> [本文]:
┄┄┄┄┄┄┄┄┄┄

渦中のときは大変だったけど、後に振り返ると「あの仕事やっておいて、本当によかったー」と思うことがあります。

そんなことを最近つくづく感じているのが、雑誌『小学六年生』編集部時代に立ち上げた実録漫画『夢への扉』です。


当時大人気の「エンタの神様」に登場する芸人さんがブレイクするまでの軌跡を漫画化することから始まり、約2年間、総勢20名以上を毎月、漫画にしていました。

陣内智則さん(芸人)
水田わさびさん(声優。ドラえもん役)
雷句誠さん(漫画家。『金色のガッシュ!!』)
井原慶子さん(レーサー)
北村晴男さん(弁護士)
岩合光昭さん(動物写真家)
亀田興毅さん(プロボクサー)
高木康政さん(パティシエ)
上原浩治さん(プロ野球選手)
サンボマスター(ミュージシャン)
ジョン・ラセターさん(ピクサーのアニメ監督)
宮川雅美さん(国境なき医師団)
市川染五郎さん(歌舞伎役者。現・松本幸四郎さん)
鈴木おさむさん(放送作家)
小林郁子さん(パイロット)
春風亭昇太さん(落語家)
かづきれいこさん(フェイシャルセラピスト)
岡野雅行さん(経営者)
などなど、多岐にわたる、そうそうたる面々です。


月刊誌で、毎月、異なるジャンルの人を取り上げて漫画にする、
というのは、編集者として、かなりハードなことでした。
(もちろん、一番大変だったのは、作者の鈴木小波さんでしたが)

職業ジャンルの偏りがないよう、誰を取り上げるか考え、面白い漫画になりそうか調べ、
漫画化を提案し、断られ、
また考えて調べて、提案して、
OKをもらえたら、入念に下調べをして、取材に挑み、
プロットを作り上げて、取材相手に確認してもらい、
修正希望を踏まえて練り上げ、
漫画家さんから届いたネームを先方に確認してもらい、
大きな直しになりそうなときは話し合いを重ね…

なんてことを毎月毎月、繰り返していたのでした。

┄┄┄┄┄┄┄┄┄┄

> [データ内容]:
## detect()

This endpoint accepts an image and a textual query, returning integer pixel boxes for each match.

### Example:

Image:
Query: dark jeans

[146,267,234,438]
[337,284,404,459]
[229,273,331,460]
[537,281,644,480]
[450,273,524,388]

┄┄┄┄┄┄┄┄┄┄

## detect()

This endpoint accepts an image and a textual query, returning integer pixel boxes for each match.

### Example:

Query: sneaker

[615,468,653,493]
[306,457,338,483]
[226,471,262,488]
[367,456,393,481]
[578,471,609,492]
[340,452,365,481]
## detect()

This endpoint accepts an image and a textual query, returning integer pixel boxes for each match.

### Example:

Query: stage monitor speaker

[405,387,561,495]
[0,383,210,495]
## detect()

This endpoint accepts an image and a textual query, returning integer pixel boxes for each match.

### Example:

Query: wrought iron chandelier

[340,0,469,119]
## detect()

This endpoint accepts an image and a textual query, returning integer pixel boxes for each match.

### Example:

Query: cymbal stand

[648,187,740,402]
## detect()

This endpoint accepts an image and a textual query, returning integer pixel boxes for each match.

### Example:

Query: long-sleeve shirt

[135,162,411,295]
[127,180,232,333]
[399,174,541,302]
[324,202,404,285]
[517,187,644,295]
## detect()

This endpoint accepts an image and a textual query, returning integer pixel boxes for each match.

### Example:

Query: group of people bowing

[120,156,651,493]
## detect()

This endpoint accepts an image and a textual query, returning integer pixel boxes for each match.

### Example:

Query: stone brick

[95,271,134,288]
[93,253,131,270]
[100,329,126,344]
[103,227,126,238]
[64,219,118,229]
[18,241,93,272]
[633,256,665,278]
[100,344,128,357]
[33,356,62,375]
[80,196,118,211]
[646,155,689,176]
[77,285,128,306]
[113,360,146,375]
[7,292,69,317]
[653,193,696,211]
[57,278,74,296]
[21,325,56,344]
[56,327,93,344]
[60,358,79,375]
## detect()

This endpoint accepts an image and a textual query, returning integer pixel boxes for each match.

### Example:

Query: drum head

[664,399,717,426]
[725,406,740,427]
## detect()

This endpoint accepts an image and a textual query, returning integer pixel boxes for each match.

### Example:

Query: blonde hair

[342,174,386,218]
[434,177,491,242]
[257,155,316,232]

┄┄┄┄┄┄┄┄┄┄

> [課題]: 『夢への扉』の制作を振り返る本文を、最後の文の後から続けて書くこと。

> [解答]:
漫画家さんに併走しながら作り上げていくフィクション漫画も、
過去の偉人を漫画にする人物伝も、もちろん大変な仕事ですが、
今まさに現在進行形で活躍している人の人生を、15ページ程度の漫画に凝縮していく、というのは、かなり骨の折れる仕事でした。

漫画は、ページを増やすことより、減らすことのほうが圧倒的に大変な上、
純粋な漫画制作以外にも、クリアしないとならない要素、気を使わねばならない点が大量にあるからです。

(繰り返しになりますが、当然ながら一番大変だったのは漫画家の鈴木小波さんです)


でも、約2年にも渡り、続けておけて本当によかった。

特にこの先、
漫画制作における編集者の役割は、「漫画家さんに併走する」だけにはとどまらないものになると思うからです。

多方面の方々の要望を聞きながら、
実益と、関係者の利害関係を調整しつつ、
制作チームを統括して、最大限に面白い漫画を作り上げていく、
そうした能力が必要になっていくはずです。

(メディアミックス的な漫画で必要とされる能力ともまた別のものになってくると思います)


そんなことを考えながら取り組む ”今の仕事”も、いずれまた
後に振り返ったとき、「あの仕事やっておいて、本当によかったー」と思うのかもしれません。

そんな貴重な財産になっていくと信じて、いい仕事をしていきたいと思います。